Bin Zhang, Ph.D, Study Senior Author, Willard T.C. Johnson Research Professor, Neurogenetics, Icahn School of Medicine

Bin Zhang is also the Director of the Center for Transformative Disease Modeling.

The majority of research on Alzheimer’s has concentrated on the buildup of amyloid plaques and tau tangles. However, these protein accumulations alone do not provide a complete understanding of the disease, and certain treatments aimed at reducing plaques offer only limited advantages.

The research team performed an analysis that does not start with preconceived notions regarding the significance of specific proteins. This "unsupervised" approach investigated brain tissue samples from almost 200 individuals, both with and without Alzheimer’s disease.

This study took a broader view, examining how more than 12,000 proteins interact inside the brain. Using state-of-the-art proteomics profiling technology, we quantified protein expression across the brain, enabling a comprehensive view of proteomic alterations and interactions in Alzheimer’s.

### [DATA UNDER STUDY]
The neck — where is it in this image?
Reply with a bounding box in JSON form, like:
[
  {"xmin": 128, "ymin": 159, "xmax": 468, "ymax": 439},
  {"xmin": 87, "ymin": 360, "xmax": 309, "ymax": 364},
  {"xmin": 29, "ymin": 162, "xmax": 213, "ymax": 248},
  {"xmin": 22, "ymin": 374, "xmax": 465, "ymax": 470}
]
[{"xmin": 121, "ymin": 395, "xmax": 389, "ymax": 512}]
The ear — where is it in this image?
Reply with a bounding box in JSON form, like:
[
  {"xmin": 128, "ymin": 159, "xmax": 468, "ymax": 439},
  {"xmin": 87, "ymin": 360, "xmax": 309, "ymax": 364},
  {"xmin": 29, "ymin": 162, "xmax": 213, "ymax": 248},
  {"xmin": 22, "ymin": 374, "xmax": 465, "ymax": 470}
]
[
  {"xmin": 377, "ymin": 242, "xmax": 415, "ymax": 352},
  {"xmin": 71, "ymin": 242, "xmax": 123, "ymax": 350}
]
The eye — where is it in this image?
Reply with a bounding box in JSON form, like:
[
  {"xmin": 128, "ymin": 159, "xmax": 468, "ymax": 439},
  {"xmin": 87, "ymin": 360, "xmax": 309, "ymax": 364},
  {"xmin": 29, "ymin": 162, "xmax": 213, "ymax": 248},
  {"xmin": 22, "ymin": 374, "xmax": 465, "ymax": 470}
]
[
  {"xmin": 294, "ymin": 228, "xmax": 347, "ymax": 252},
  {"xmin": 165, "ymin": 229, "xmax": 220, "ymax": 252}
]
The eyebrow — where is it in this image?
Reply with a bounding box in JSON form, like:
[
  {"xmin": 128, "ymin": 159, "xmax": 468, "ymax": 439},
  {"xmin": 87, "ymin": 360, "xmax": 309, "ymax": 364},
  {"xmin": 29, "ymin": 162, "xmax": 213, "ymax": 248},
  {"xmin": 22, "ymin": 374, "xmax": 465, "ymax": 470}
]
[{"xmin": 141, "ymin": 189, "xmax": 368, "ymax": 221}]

### [PROBLEM 1]
Decide whether each statement agrees with the text on Alzheimer's protein research, answering yes or no and quoting the exact words that decide it: (a) The analysis examined brain tissue from people both with and without Alzheimer's disease. (b) The study looked at fewer than 5,000 proteins. (c) Treatments aimed at reducing plaques have shown large benefits.
### [PROBLEM 2]
Extend the text on Alzheimer's protein research with a few sentences that pick up after its final sentence.
The items come from a separate source unrelated to the text on Alzheimer's protein research.

### [TASK RESULT 1]
(a) Yes: "investigated brain tissue samples from almost 200 individuals, both with and without Alzheimer’s disease."
(b) No: "examining how more than 12,000 proteins interact inside the brain."
(c) No: "certain treatments aimed at reducing plaques offer only limited advantages."

### [TASK RESULT 2]
Junmin Peng, Ph.D, Study Co-Senior Author, Member and Professor, Structural Biology and Developmental Neurobiology, St. Jude Children's Research Hospital

The team developed extensive networks through sophisticated computational modeling that illustrated the interactions of these proteins and identified the points at which communication fails in disease. This approach allowed for the recognition of entire systems that malfunction, rather than concentrating solely on individual molecules.

Among these systems, glia-neuron communication is critically significant, as it is central to the proteomic networks associated with Alzheimer’s. In a healthy brain, neurons transmit and receive signals, while glial cells provide support and protection. However, in the case of Alzheimer’s, this equilibrium seems to be disrupted: glial cells become excessively active, neurons lose functionality, and inflammation increases. This was consistently observed across various independent datasets.

Examining the alterations in proteomic networks associated with Alzheimer’s, the researchers pinpointed several "key driver" proteins, molecules that appear to significantly influence initiating or hastening the disease progression.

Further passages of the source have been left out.